The world is no longer the same place as what it was a year ago and as a society we had to make many adjustments that we may not have imagined that we would have. Reflecting upon the changes that have taken place in 2020, has led us to ponder on a concept that is presented in the yoga teachings (from Patanjali’s Yoga Sutras) and that is that change is part of life, that it is inevitable, and learning to accept and handle change is part of the practice of yoga and integral to our health and wellbeing.
During this year, we have focussed on developing deeper stillness. This has hugely supported us to adapt and navigate change with steadiness and an embracing.
Stillness is not about doing nothing, being physically still, or being inactive or idle. Stillness is a quality that we innately have, that resides deeply within us all, that is at our core, is at our essence.
When there is the connection of the body and being together, stillness is the quality that is felt and then we move in this quality. The more we connect and hold this quality, then we feel a deep settlement within the body that is free of needing to be stimulated of anxiousness or of stress. There comes a feeling of deep connection, clarity, of oneness, of harmony.
Holding the quality of stillness is very supportive when it comes to things in life that challenge us.

» **RECORDS SHOWN**:
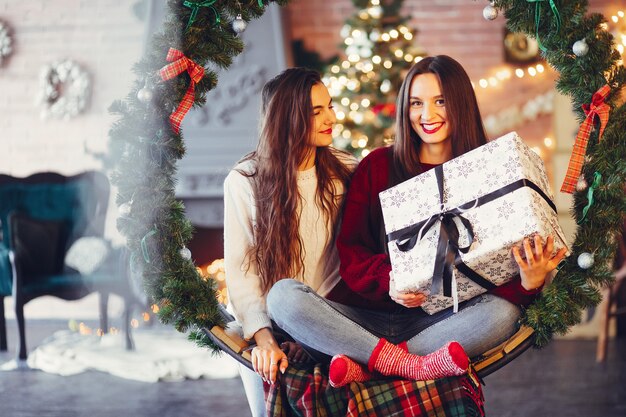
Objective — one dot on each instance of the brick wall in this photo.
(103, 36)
* * *
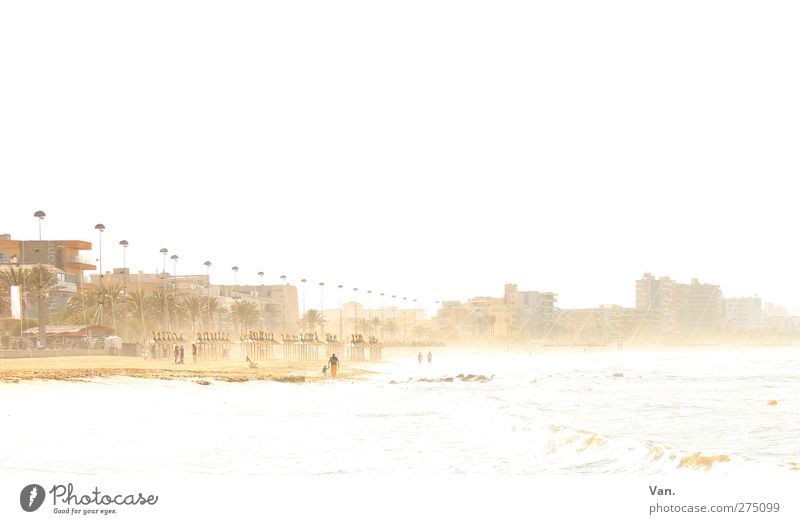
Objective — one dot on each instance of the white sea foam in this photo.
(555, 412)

» **WORK TO COMPLETE**:
#1 What does the passage on yoga and stillness say stillness is not?
#2 Pick up the passage on yoga and stillness after its final sentence and carry it forward.

» **THE RESPONSES**:
#1 It is not about doing nothing, being physically still, or being inactive or idle.

#2
If we already hold a marker in our body where we know what stillness feels like, then when times get tough, when there is change that we are challenged by, we are much better equipped to handle those times. Developing stillness, putting it into your foundation (i.e make it your ‘normal’) supports you when the ‘going gets tough’. And when times are so-called ‘good’, then you have the opportunity to enjoy, deepen into this quality and enjoy all of the benefits that come from it.
Particularly at this time of year, as our borders open as do our homes with the ease of restrictions, life can get busier with social engagements, school finishing, holidays etc. Remember to give yourself the gift of stillness by making how you live your life about the quality, the connection and the spunk that you live it by.
Embracing stillness will not only benefit you, but your loved ones will feel more settled around you and thereby it is a gift that is offered to them too.